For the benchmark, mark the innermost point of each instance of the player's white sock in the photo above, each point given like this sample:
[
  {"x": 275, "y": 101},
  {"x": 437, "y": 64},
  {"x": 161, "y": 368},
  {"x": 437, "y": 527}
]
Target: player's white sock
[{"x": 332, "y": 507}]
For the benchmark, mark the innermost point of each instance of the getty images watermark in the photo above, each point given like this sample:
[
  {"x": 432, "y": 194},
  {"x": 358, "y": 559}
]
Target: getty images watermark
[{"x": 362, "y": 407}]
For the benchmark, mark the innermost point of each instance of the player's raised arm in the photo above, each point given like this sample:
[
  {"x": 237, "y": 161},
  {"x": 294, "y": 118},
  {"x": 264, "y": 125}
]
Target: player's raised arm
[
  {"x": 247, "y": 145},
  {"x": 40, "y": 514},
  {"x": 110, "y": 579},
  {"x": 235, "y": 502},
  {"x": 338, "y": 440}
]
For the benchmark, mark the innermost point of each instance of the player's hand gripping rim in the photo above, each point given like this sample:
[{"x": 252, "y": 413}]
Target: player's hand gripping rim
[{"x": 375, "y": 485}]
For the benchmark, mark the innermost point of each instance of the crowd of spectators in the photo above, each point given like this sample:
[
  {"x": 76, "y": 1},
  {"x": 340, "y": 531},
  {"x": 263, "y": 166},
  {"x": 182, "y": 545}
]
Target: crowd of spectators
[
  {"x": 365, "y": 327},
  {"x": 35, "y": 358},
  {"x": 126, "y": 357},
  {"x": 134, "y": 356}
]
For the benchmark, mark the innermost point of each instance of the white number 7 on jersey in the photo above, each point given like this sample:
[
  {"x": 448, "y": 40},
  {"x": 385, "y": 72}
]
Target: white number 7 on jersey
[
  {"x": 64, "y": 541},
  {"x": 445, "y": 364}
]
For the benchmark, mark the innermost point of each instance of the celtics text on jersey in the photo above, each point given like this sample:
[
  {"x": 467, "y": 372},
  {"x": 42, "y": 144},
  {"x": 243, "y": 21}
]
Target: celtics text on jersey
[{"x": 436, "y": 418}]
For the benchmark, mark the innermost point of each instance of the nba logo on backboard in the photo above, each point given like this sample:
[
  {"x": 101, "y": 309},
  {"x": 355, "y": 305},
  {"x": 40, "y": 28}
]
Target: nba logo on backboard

--------------------------------

- _TASK TO CARRY OUT_
Retype all the records, matching them exactly.

- _RESULT BELOW_
For the benchmark, mark the innermost point of each instance of the player's white sock in the photo above, each point given like this sample:
[
  {"x": 275, "y": 101},
  {"x": 437, "y": 64},
  {"x": 161, "y": 368},
  {"x": 437, "y": 527}
]
Target: player's white sock
[{"x": 332, "y": 507}]
For the benchmark, mark the innermost point of each instance of the getty images watermark in the photo above, each point given like this sample:
[
  {"x": 432, "y": 194},
  {"x": 358, "y": 559}
]
Target: getty images watermark
[{"x": 362, "y": 407}]
For the benchmark, mark the innermost point of each instance of the player's raised arm in the photo above, each point given like this sample:
[
  {"x": 237, "y": 161},
  {"x": 294, "y": 118},
  {"x": 264, "y": 125}
]
Target: player's raised arm
[
  {"x": 247, "y": 145},
  {"x": 40, "y": 514},
  {"x": 110, "y": 579},
  {"x": 235, "y": 502},
  {"x": 338, "y": 440}
]
For the benchmark, mark the innermost point of each instance of the player's hand gripping rim in the photo above, each point given like this sample:
[{"x": 252, "y": 413}]
Target: player's hand gripping rim
[{"x": 375, "y": 485}]
For the benchmark, mark the innermost point of each instance of the crowd of spectators in the photo above, each point given like this sample:
[
  {"x": 76, "y": 1},
  {"x": 340, "y": 531},
  {"x": 263, "y": 166},
  {"x": 182, "y": 545}
]
Target: crowd of spectators
[
  {"x": 365, "y": 327},
  {"x": 35, "y": 358},
  {"x": 126, "y": 357},
  {"x": 134, "y": 356}
]
For the benchmark, mark the innermost point of each instance of the white number 7 on jersey in the photo above, each point given like this sample:
[
  {"x": 448, "y": 40},
  {"x": 385, "y": 72}
]
Target: white number 7 on jersey
[
  {"x": 64, "y": 541},
  {"x": 445, "y": 364}
]
For the benchmark, mark the innermost point of each instance of the celtics text on jersey in the photo above, each point given like this sample:
[
  {"x": 467, "y": 372},
  {"x": 42, "y": 144},
  {"x": 243, "y": 21}
]
Target: celtics text on jersey
[{"x": 436, "y": 418}]
For the benchmark, mark the innermost point of each instance of the nba logo on backboard in the photo above, each point given like this sample:
[
  {"x": 101, "y": 309},
  {"x": 355, "y": 305},
  {"x": 40, "y": 28}
]
Target: nba logo on backboard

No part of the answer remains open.